> _TASK INSTRUCTIONS_
Beginning with the first line, transcribe the entries below exactly through the line containing "query: cabinet handle", inclusive.

Free-text object descriptions

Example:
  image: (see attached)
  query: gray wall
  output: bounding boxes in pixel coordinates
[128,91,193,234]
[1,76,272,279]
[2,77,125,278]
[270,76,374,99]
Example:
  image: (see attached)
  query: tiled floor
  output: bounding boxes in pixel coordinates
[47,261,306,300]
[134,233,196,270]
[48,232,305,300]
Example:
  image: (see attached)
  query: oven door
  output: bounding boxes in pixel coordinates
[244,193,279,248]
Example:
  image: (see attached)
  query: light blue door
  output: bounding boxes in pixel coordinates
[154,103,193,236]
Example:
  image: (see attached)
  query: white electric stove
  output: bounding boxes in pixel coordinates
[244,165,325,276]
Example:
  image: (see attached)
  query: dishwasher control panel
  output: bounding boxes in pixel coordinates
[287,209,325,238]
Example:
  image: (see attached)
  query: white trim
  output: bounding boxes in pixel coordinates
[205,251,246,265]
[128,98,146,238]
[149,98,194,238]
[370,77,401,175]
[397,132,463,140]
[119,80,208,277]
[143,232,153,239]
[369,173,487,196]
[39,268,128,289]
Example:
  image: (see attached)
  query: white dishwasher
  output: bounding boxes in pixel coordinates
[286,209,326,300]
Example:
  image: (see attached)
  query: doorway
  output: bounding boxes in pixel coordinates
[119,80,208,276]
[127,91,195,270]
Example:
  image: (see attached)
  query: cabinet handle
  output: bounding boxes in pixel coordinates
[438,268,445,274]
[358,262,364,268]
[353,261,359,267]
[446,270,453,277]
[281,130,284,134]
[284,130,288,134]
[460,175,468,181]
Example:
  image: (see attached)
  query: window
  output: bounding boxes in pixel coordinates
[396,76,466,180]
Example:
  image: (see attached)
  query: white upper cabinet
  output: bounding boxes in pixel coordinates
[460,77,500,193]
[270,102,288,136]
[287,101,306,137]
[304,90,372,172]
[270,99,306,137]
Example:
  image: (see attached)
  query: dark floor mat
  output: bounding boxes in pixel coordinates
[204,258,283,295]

> _EXERCISE OUTPUT_
Example:
  image: (see attached)
  query: gray wall
  output: bounding boxes in pixel coordinates
[128,91,193,234]
[1,76,272,279]
[2,77,125,278]
[270,76,374,99]
Example:
  image: (see attached)
  query: tiled floor
  output: bounding boxes in pixel coordinates
[47,261,306,300]
[134,233,196,270]
[48,232,305,300]
Example:
  image: (see attached)
  query: oven door
  output: bounding boxes in pixel coordinates
[244,193,279,248]
Example:
  image: (see attached)
  query: light blue door
  output: bounding boxes in pixel coordinates
[154,103,193,236]
Example:
  image: (see attached)
  query: white electric stove
  output: bounding boxes in pixel coordinates
[244,165,325,276]
Example:
  image: (see attached)
  query: dishwasher control panel
  output: bounding boxes in pixel coordinates
[287,209,325,238]
Example:
  image: (see attached)
  query: white trim
  output: bounding boxes in pixel coordinates
[205,251,246,265]
[128,98,146,238]
[149,98,194,238]
[370,77,401,175]
[397,132,463,140]
[119,80,208,277]
[143,232,153,239]
[369,173,487,196]
[39,268,128,289]
Example:
  image: (see attached)
  query: white dishwasher
  output: bounding boxes in pixel coordinates
[286,209,326,300]
Example:
  image: (see attached)
  query: doorway
  output: bounding boxes in pixel coordinates
[119,80,208,276]
[127,91,195,270]
Example:
  image: (see attached)
  query: cabinet handle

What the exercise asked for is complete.